▸ **Stated problem A**: Output, word for word, the section of the tax prosecution ruling that opens with the words containing "13. The respondents" and closes with "of the Act.".

▸ **Document text**:
12. The final submission of the petitioners is that even if the facts stated in the complaint were taken to be correct, no offence was disclosed which could be prosecuted under Section 276C. The claim of the respondents was on the basis of the applicability of Section 43B. The return which was filed was on the basis that Section 43B was not applicable. This was because of the interim order passed on the first writ application which was then subsisting. Furthermore, the respondents were proceeding on the basis that the petitioner-company had sought to evade tax by wrongfully claiming a deduction. The petitioner had, in fact, not claimed the deduction and as such the question of evasion of payment of tax did not arise.
13. The respondents have submitted :
1. That the petitioner-company had deliberately not disclosed an amount of Rs. 6.25 crores as its income on account of excise duty liability written back. This non-disclosure had nothing to do with the applicability of Section 43B of the Act.
2. Under Section 278A of the Income-tax Act it has been specifically provided that an offence can be committed by a company and under Section 278E, there is a presumption of mental state which is mens rea.
3. Whether there was any criminal intention in fact is a question which can only be asserted or appreciated upon evidence and not in a writ court. Reliance has been placed on the decision in Dr. (Mrs.) M.S. Dhowani v. J. Ranganathan, Second ITO .

▸ **Provided information**:

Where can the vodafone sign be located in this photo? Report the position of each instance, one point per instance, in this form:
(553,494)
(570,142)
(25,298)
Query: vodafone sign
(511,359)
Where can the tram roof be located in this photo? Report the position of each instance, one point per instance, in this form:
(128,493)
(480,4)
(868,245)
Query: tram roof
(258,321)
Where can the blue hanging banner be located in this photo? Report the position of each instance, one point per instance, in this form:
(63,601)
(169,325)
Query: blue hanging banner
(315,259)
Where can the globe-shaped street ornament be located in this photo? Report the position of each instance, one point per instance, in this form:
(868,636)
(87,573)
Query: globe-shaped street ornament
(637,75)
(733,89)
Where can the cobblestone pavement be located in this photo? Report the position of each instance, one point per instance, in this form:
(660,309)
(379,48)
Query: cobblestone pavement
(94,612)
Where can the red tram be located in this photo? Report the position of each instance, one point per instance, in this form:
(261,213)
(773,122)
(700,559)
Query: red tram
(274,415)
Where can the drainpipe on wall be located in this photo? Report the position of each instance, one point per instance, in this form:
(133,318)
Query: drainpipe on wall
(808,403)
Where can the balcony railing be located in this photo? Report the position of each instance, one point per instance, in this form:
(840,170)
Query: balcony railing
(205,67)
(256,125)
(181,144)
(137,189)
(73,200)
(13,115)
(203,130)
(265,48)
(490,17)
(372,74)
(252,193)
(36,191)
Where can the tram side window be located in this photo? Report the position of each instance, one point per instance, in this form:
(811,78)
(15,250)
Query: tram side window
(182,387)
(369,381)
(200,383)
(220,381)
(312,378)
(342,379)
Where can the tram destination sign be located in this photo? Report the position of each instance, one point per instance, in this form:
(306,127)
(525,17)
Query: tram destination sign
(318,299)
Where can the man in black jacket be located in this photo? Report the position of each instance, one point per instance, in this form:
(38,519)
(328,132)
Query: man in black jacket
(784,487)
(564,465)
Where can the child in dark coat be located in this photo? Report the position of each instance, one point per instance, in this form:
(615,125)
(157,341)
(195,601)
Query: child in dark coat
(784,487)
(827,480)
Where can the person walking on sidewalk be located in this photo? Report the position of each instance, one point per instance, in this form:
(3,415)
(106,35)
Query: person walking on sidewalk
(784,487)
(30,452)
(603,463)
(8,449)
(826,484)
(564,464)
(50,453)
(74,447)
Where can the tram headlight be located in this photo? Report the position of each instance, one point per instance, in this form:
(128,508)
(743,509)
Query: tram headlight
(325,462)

▸ **Stated problem B**: Return, unchanged, only the lines of the records that open with the line containing "Where can the child" and run through the end of the records, including both of those ends.

▸ **Reply A**:
13. The respondents have submitted :
1. That the petitioner-company had deliberately not disclosed an amount of Rs. 6.25 crores as its income on account of excise duty liability written back. This non-disclosure had nothing to do with the applicability of Section 43B of the Act.

▸ **Reply B**:
Where can the child in dark coat be located in this photo? Report the position of each instance, one point per instance, in this form:
(615,125)
(157,341)
(195,601)
Query: child in dark coat
(784,487)
(827,480)
Where can the person walking on sidewalk be located in this photo? Report the position of each instance, one point per instance, in this form:
(3,415)
(106,35)
Query: person walking on sidewalk
(784,487)
(30,452)
(603,463)
(8,449)
(826,484)
(564,464)
(50,453)
(74,447)
Where can the tram headlight be located in this photo? Report the position of each instance, one point per instance, in this form:
(128,508)
(743,509)
Query: tram headlight
(325,462)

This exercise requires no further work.